## Information supplied
═══
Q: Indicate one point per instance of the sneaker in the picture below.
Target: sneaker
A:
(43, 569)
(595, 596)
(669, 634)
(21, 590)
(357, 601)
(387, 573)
═══
## Problem description
Print out the full listing above, word for word.

## Task output
Q: Indicate one point per instance of the sneaker in the picture below.
Target: sneaker
A:
(43, 569)
(595, 596)
(669, 634)
(21, 590)
(357, 601)
(387, 573)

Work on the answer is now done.